> **Problem description**
Scan the records for the string "green"; copy each line where it occurs.

[Data extract — start]

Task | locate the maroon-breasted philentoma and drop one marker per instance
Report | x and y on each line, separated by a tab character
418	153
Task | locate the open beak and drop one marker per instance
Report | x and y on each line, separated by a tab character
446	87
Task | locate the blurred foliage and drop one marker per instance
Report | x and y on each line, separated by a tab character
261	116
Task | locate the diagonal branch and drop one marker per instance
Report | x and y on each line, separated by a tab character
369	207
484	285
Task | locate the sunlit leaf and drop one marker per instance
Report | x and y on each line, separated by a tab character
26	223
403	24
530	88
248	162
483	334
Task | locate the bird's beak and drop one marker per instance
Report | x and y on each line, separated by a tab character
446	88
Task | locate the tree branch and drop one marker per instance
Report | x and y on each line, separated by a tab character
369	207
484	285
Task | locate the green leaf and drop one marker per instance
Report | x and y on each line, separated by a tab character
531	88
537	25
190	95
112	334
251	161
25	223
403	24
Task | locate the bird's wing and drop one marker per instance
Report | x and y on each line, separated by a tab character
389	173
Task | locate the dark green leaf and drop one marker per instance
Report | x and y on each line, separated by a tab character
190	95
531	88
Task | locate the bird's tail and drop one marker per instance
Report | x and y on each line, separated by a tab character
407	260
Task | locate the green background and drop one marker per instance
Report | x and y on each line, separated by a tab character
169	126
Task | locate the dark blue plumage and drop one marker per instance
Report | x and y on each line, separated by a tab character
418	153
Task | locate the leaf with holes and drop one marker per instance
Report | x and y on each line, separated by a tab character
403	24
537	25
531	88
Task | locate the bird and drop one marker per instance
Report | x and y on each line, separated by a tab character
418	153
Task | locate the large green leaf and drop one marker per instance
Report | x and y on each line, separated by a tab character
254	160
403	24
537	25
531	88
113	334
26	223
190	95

[Data extract — finish]

> **Answer section**
Task | locate the green leaf and drop one marker per instance
Task | locate the dark green leaf and drop one marker per instance
Task | locate the green background and drop one marker per instance
Task | locate the large green leaf and drop one marker per instance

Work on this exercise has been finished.